*Problem 1*:
In the Python API documentation, what value does RuntimeConfig.requester_strategy default to?
*Problem 2*:
Continue the Python API documentation from its last sentence.
======== Excerpt provided ========
Python API

The supported public API is the package root import surface.

Core

Runtime
RuntimeConfig
CustomTool

Provider bridge additions:

ProviderRequesterStrategy: "chat_completions" or "responses".
ToolChoiceAfterToolResult: explicit provider compatibility override after a tool result, currently "none" or "auto".
RuntimeConfig.requester_strategy: requester strategy, defaulting to "chat_completions" for backward compatibility.
RuntimeConfig.max_dynamic_nodes: Dynamic DAG preview hard limit.
RuntimeRecallBackend: runtime-owned backend protocol for context recall adapters.
build_recall_context_pack / write_node_report_summary: neutral recall context helpers exposed from the package root.

Requester selection does not select the business model. Use AgentSpec.llm_config["model"] to set the runtime model; the lifecycle layer copies it into SDK ChatRequest.model before the provider backend sends the wire request. Agently settings remain transport settings.
======== Material provided ========
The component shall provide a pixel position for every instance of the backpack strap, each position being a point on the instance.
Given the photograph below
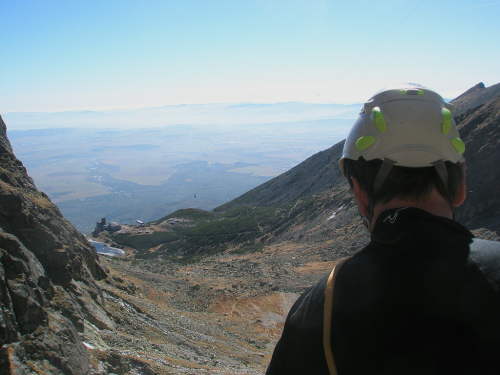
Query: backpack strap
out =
(327, 317)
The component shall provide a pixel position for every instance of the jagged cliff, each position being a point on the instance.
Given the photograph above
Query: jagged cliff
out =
(55, 294)
(48, 274)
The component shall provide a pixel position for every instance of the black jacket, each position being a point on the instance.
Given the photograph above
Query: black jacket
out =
(419, 299)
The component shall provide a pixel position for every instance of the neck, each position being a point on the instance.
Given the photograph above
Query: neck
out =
(434, 203)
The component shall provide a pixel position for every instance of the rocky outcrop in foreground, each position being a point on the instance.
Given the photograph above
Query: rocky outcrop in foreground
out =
(48, 274)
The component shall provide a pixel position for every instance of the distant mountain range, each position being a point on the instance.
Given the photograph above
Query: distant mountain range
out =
(214, 296)
(186, 114)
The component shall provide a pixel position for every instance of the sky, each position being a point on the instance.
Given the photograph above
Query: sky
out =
(125, 54)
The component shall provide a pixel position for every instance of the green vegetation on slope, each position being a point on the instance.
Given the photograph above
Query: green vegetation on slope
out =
(193, 233)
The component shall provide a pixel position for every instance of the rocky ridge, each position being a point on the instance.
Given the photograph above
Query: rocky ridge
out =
(65, 311)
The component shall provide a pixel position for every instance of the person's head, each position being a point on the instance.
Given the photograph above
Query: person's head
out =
(404, 145)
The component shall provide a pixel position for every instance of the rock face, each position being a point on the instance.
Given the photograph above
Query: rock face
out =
(477, 113)
(480, 129)
(48, 274)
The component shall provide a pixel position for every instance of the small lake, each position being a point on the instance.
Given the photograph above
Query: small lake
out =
(104, 249)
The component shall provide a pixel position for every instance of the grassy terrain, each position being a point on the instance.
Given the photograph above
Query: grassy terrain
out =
(144, 174)
(189, 234)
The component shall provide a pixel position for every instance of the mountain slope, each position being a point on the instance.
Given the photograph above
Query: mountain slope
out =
(48, 279)
(480, 129)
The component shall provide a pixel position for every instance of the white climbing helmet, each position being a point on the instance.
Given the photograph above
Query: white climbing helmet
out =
(407, 124)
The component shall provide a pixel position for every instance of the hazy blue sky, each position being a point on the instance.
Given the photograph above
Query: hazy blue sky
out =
(70, 55)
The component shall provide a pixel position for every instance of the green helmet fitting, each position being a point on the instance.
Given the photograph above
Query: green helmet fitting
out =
(405, 125)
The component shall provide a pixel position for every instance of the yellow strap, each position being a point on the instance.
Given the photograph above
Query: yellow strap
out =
(327, 317)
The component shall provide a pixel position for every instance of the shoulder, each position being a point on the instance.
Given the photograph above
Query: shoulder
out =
(310, 303)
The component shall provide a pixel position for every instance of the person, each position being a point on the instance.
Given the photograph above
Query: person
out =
(423, 296)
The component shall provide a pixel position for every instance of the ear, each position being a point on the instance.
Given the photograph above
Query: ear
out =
(361, 197)
(459, 199)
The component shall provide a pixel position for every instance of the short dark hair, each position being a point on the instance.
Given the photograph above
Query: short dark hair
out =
(403, 182)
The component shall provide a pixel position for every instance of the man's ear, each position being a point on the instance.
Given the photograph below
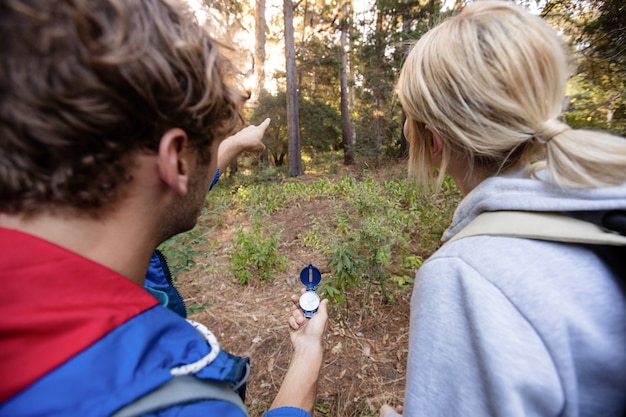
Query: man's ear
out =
(173, 164)
(436, 145)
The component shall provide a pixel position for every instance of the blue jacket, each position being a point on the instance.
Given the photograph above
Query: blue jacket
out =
(78, 339)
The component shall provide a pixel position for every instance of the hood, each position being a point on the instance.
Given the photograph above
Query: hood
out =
(516, 191)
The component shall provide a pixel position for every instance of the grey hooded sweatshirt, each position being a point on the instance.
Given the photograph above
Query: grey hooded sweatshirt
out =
(504, 326)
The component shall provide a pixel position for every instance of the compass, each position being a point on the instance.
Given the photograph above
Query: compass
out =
(310, 276)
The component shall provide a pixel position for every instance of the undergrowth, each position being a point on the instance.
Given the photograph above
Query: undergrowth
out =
(378, 229)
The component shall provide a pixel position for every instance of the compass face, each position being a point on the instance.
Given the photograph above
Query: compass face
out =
(309, 301)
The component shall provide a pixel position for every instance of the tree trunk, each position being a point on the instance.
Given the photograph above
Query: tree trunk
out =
(259, 69)
(293, 117)
(378, 94)
(346, 120)
(259, 50)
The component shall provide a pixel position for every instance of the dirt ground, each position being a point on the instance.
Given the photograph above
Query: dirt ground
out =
========
*Exercise answer 1*:
It defaults to "chat_completions", for backward compatibility.

*Exercise answer 2*:
Capability Protocol

CapabilitySpec
CapabilityKind
CapabilityResult
CapabilityStatus
AgentSpec
AgentIOSchema
PromptRenderMode
WorkflowSpec
DynamicWorkflowNode
DynamicWorkflowPlan
Step
LoopStep
ParallelStep
ConditionalStep
InputMapping

Agent Prompt Rendering

AgentSpec supports prompt rendering strategies for production generation tasks:

structured_task: the default compatible mode. Runtime builds the SDK task text from system_prompt, description, input, output schema, and skill mentions.
direct_task_text: the host provides final task text in input["_runtime_prompt"]["task_text"].
precomposed_messages: the host provides final provider messages in input["_runtime_prompt"]["messages"].

_runtime_prompt is a reserved runtime control envelope. It is not rendered as business input and should not be reused as an application field name.

Example:

from capability_runtime import AgentSpec, CapabilityKind, CapabilitySpec

spec = AgentSpec(
    base=CapabilitySpec(id="writer", kind=CapabilityKind.AGENT, name="Writer"),
    prompt_render_mode="precomposed_messages",
    prompt_profile="generation_direct",
)

result = await runtime.run(
    "writer",
    input={
        "_runtime_prompt": {
            "messages": [
                {"role": "system", "content": "..."},
                {"role": "user", "content": "..."},
            ],
            "trace": {"prompt_hash": "sha256:<64 lowercase hex>"},
        }
    },
)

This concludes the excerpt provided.